= What to produce =
With nothing added or dropped, output every record below exactly.

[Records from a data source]
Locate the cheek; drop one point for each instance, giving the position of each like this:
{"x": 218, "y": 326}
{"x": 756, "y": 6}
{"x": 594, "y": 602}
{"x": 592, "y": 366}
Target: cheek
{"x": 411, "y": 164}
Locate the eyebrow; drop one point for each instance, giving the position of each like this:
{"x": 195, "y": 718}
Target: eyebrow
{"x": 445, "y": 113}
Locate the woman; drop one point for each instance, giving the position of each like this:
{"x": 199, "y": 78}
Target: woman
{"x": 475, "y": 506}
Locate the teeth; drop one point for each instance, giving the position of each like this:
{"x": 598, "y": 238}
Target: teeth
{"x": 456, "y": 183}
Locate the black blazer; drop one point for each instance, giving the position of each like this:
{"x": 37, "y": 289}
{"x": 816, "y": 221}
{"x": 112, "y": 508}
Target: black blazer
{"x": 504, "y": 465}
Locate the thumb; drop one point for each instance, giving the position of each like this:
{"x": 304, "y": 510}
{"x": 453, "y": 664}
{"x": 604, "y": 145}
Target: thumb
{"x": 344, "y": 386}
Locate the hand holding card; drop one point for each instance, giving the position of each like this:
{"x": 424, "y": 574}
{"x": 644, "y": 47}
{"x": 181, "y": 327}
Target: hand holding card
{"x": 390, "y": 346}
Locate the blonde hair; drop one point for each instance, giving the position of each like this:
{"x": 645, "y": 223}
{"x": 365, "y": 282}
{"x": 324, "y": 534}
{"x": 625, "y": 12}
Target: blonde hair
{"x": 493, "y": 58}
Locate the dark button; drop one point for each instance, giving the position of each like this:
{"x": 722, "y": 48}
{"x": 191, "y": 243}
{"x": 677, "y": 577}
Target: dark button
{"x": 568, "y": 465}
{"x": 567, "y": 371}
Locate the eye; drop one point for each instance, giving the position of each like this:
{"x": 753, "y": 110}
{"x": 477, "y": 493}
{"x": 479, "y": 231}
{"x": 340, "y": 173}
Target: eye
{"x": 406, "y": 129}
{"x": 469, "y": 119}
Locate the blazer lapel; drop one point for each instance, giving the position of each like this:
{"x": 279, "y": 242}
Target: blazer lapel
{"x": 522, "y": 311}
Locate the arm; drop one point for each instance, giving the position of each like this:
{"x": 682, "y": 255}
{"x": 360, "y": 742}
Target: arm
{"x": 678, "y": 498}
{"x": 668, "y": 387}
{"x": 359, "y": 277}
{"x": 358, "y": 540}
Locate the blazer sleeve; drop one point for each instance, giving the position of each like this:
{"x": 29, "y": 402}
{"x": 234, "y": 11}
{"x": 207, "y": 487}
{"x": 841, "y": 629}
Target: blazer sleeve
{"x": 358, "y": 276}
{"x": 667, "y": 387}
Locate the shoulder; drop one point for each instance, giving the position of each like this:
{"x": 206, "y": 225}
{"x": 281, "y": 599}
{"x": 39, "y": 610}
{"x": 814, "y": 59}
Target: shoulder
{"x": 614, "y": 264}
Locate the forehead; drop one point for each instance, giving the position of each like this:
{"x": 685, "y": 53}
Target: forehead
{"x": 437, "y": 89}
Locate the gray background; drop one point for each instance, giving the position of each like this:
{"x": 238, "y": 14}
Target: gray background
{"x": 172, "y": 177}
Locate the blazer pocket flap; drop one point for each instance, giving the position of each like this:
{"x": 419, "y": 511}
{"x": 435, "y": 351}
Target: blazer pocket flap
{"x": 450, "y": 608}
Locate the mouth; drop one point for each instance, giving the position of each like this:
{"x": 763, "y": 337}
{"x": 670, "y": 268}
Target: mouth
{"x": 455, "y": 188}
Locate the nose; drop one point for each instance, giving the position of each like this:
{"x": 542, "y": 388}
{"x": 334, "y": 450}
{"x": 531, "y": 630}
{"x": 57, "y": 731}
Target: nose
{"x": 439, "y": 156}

= Expected answer =
Locate the cheek; drop one point for each instance, giving the position of each like this:
{"x": 218, "y": 326}
{"x": 756, "y": 6}
{"x": 594, "y": 602}
{"x": 592, "y": 366}
Target: cheek
{"x": 411, "y": 164}
Locate the eyebrow; drop one point for each instance, giving the position of each like this:
{"x": 195, "y": 718}
Target: eyebrow
{"x": 445, "y": 113}
Locate the woman; drop one point for each instance, giving the position of each like this:
{"x": 199, "y": 78}
Target: woman
{"x": 475, "y": 506}
Locate the teeth; drop one point for each instance, giving the position of each like this:
{"x": 598, "y": 238}
Target: teeth
{"x": 456, "y": 183}
Locate the black blazer; drop one point for each instance, giving the position of each like this:
{"x": 37, "y": 289}
{"x": 816, "y": 221}
{"x": 112, "y": 508}
Target: black blazer
{"x": 504, "y": 465}
Locate the thumb; drop one point for each instance, giving the position of each like this:
{"x": 304, "y": 510}
{"x": 453, "y": 664}
{"x": 604, "y": 145}
Target: thumb
{"x": 344, "y": 386}
Locate the hand holding card; drop one point for each instance, giving the position of each like this:
{"x": 424, "y": 574}
{"x": 644, "y": 47}
{"x": 181, "y": 327}
Target: hand holding card
{"x": 390, "y": 346}
Locate the blonde hair; drop one point for each instance, giving the position of each like this:
{"x": 645, "y": 223}
{"x": 365, "y": 282}
{"x": 324, "y": 534}
{"x": 625, "y": 12}
Target: blonde hair
{"x": 493, "y": 58}
Locate the dark button; drop one point for each instance, giving the position of each like this:
{"x": 722, "y": 48}
{"x": 191, "y": 243}
{"x": 677, "y": 577}
Target: dark button
{"x": 568, "y": 465}
{"x": 567, "y": 371}
Locate the eye; drop one point for each instance, giving the position of each like this:
{"x": 753, "y": 110}
{"x": 477, "y": 493}
{"x": 479, "y": 231}
{"x": 340, "y": 173}
Target: eye
{"x": 406, "y": 129}
{"x": 469, "y": 119}
Locate the blazer lapel; drop one point for each instance, giving the position of each like this:
{"x": 279, "y": 242}
Target: blazer lapel
{"x": 522, "y": 311}
Locate the arm; drop one point for each instance, giving the position of each like this:
{"x": 682, "y": 255}
{"x": 360, "y": 742}
Target: arm
{"x": 678, "y": 498}
{"x": 668, "y": 387}
{"x": 359, "y": 277}
{"x": 358, "y": 540}
Locate the blazer sleeve; drop one point for each instance, giving the position of each like this:
{"x": 29, "y": 402}
{"x": 234, "y": 11}
{"x": 207, "y": 487}
{"x": 841, "y": 629}
Target: blazer sleeve
{"x": 358, "y": 276}
{"x": 667, "y": 387}
Locate the shoulder; drop one point for each instance, giving the position of each like this:
{"x": 206, "y": 225}
{"x": 281, "y": 599}
{"x": 39, "y": 610}
{"x": 814, "y": 59}
Target: shoulder
{"x": 614, "y": 264}
Locate the forehead; drop one point for each instance, giving the position of each like this:
{"x": 685, "y": 53}
Target: forehead
{"x": 437, "y": 89}
Locate the gray background; drop one point for each instance, giving the position of each like this:
{"x": 238, "y": 14}
Target: gray background
{"x": 172, "y": 177}
Locate the blazer pocket flap; drop one point for each instance, giving the position of each like this:
{"x": 419, "y": 511}
{"x": 435, "y": 351}
Target: blazer pocket flap
{"x": 450, "y": 608}
Locate the mouth; drop one point for each instance, giving the position of each like this:
{"x": 763, "y": 337}
{"x": 670, "y": 268}
Target: mouth
{"x": 455, "y": 188}
Locate the nose; drop one point for each instance, giving the position of each like this:
{"x": 542, "y": 388}
{"x": 334, "y": 450}
{"x": 531, "y": 630}
{"x": 57, "y": 731}
Target: nose
{"x": 439, "y": 156}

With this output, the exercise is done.